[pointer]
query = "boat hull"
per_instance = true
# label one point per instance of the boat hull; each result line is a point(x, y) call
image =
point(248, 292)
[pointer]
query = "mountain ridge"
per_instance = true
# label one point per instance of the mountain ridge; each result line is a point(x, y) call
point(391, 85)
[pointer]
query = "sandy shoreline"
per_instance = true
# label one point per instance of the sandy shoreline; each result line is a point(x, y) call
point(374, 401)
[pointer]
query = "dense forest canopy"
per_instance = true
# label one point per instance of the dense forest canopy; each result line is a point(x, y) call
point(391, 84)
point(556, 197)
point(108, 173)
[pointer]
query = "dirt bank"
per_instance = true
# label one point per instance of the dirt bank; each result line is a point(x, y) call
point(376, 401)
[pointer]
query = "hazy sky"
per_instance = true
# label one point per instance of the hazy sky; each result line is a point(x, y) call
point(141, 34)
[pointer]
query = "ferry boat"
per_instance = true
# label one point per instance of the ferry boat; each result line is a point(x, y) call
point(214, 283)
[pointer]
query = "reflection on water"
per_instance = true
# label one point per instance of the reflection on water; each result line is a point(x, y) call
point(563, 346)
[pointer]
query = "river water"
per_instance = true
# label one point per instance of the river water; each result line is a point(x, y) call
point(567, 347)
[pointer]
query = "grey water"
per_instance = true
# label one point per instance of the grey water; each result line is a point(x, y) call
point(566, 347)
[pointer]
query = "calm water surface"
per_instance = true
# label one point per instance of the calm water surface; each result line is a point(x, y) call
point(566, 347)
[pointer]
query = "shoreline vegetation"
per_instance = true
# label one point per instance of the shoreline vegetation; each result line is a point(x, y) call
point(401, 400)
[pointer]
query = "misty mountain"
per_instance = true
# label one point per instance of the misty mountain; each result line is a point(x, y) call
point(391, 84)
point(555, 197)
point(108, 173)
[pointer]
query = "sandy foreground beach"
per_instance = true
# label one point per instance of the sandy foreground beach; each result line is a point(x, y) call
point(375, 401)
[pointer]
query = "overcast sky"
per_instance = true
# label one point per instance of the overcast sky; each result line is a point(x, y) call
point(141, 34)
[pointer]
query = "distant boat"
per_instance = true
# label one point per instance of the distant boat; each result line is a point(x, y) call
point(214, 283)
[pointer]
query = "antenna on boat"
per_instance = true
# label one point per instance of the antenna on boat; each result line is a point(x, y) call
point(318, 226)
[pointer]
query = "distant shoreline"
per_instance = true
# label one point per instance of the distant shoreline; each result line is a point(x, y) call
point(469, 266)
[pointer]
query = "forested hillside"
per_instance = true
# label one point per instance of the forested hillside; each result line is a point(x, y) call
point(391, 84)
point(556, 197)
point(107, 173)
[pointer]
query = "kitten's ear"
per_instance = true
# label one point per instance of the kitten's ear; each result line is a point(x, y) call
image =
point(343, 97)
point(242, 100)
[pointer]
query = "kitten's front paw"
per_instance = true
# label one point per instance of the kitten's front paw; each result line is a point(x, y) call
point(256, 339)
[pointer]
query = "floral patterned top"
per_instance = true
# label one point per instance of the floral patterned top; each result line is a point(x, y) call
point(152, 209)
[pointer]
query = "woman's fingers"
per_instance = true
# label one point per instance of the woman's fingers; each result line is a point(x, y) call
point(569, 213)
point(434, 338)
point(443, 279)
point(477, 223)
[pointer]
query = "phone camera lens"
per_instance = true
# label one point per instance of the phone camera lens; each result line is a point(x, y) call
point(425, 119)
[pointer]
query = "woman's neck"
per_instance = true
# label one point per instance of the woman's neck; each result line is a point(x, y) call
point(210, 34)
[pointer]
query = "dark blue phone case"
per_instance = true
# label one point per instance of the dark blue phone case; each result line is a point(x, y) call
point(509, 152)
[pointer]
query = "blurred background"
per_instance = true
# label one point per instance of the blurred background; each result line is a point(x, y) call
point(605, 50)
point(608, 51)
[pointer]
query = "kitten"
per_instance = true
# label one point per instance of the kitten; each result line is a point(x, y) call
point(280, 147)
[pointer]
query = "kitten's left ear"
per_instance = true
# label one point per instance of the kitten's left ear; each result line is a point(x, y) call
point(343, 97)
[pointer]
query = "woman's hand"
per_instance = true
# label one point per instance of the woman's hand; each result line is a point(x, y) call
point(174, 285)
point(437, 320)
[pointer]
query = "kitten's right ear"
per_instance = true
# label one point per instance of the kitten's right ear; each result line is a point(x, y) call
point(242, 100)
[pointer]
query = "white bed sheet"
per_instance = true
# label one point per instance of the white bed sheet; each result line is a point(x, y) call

——————

■ Work request: Restate every entry word for word.

■ Output of the exercise:
[pointer]
query = "boat hull"
per_instance = true
# label one point per instance of the boat hull; each result line is a point(x, y) call
image =
point(248, 292)
[pointer]
query = "mountain ridge"
per_instance = true
# label one point per instance of the mountain ridge; each result line is a point(x, y) call
point(391, 85)
[pointer]
query = "sandy shoreline"
per_instance = true
# label one point per instance of the sandy shoreline; each result line is a point(x, y) call
point(374, 401)
[pointer]
query = "dense forest canopy"
per_instance = true
# label one point per instance of the dense forest canopy; each result line is a point(x, y) call
point(391, 84)
point(556, 197)
point(108, 173)
[pointer]
query = "dirt bank"
per_instance = true
# label one point per instance of the dirt bank; each result line is a point(x, y) call
point(376, 401)
[pointer]
query = "hazy sky"
per_instance = true
# label one point per instance of the hazy sky; each result line is a point(x, y) call
point(141, 34)
[pointer]
query = "ferry boat"
per_instance = true
# label one point per instance of the ferry boat; each result line is a point(x, y) call
point(214, 283)
[pointer]
query = "reflection on water"
per_instance = true
# label one point per instance of the reflection on water; each result line is a point(x, y) call
point(563, 346)
[pointer]
query = "river water"
per_instance = true
# label one point per instance of the river water; each result line is a point(x, y) call
point(567, 347)
[pointer]
query = "grey water"
per_instance = true
# label one point per instance of the grey water; each result line is a point(x, y) call
point(566, 347)
[pointer]
query = "calm water surface"
per_instance = true
# label one point per instance of the calm water surface; each result line is a point(x, y) call
point(566, 347)
[pointer]
query = "shoreline vegetation"
per_instance = true
# label one point per instance of the shoreline vegetation; each result line is a point(x, y) call
point(401, 400)
[pointer]
query = "misty mountain"
per_instance = true
# label one point per instance of the misty mountain; each result line is a point(x, y) call
point(391, 84)
point(555, 197)
point(108, 173)
[pointer]
query = "sandy foreground beach"
per_instance = true
# label one point per instance of the sandy foreground beach; each result line is a point(x, y) call
point(375, 401)
[pointer]
query = "overcast sky"
per_instance = true
# label one point per instance of the overcast sky; each result line is a point(x, y) call
point(141, 34)
[pointer]
query = "distant boat"
per_instance = true
# label one point per instance of the distant boat; each result line is a point(x, y) call
point(214, 283)
[pointer]
query = "antenna on boat"
per_instance = true
# label one point per instance of the antenna on boat; each result line is a point(x, y) call
point(318, 226)
[pointer]
query = "distant shoreline"
per_instance = true
# label one point per instance of the distant shoreline; each result line is a point(x, y) call
point(469, 266)
[pointer]
query = "forested hillside"
per_instance = true
# label one point per instance of the forested hillside; each result line is a point(x, y) call
point(391, 84)
point(556, 197)
point(107, 173)
[pointer]
query = "kitten's ear"
per_instance = true
# label one point per instance of the kitten's ear; each result line is a point(x, y) call
image =
point(343, 97)
point(242, 100)
[pointer]
query = "kitten's front paw"
per_instance = true
# label one point per instance of the kitten's front paw; each result line is a point(x, y) call
point(256, 339)
[pointer]
query = "floral patterned top"
per_instance = true
# label one point per instance of the floral patterned top; each result line is a point(x, y) call
point(152, 209)
[pointer]
query = "woman's fingers"
per_instance = true
# label one point per instance of the woman's fingers; each result line is a point(x, y) call
point(569, 213)
point(434, 338)
point(443, 279)
point(477, 223)
[pointer]
query = "phone camera lens"
per_instance = true
# label one point per instance of the phone camera lens; each result line is a point(x, y) call
point(425, 119)
[pointer]
query = "woman's neck"
per_instance = true
# label one point per instance of the woman's neck; each result line is a point(x, y) call
point(210, 34)
[pointer]
query = "dark blue phone case"
per_instance = true
# label one point per instance of the dark blue phone case; each result line is a point(x, y) call
point(509, 152)
[pointer]
query = "blurred background"
per_instance = true
# label one point per instance of the blurred background; each result line is a point(x, y) call
point(605, 50)
point(608, 51)
[pointer]
query = "kitten"
per_instance = true
# label one point per instance of the kitten; each result line is a point(x, y) call
point(280, 147)
[pointer]
query = "kitten's left ear"
per_instance = true
# label one point per instance of the kitten's left ear; each result line is a point(x, y) call
point(343, 97)
[pointer]
query = "woman's hand"
per_instance = true
# label one point per instance of the woman's hand; each result line is a point(x, y) call
point(174, 285)
point(437, 320)
[pointer]
query = "kitten's right ear"
per_instance = true
# label one point per instance of the kitten's right ear; each result line is a point(x, y) call
point(242, 100)
[pointer]
query = "white bed sheet"
per_instance = true
# label one point per instance of the white bed sheet; each result line is a point(x, y) call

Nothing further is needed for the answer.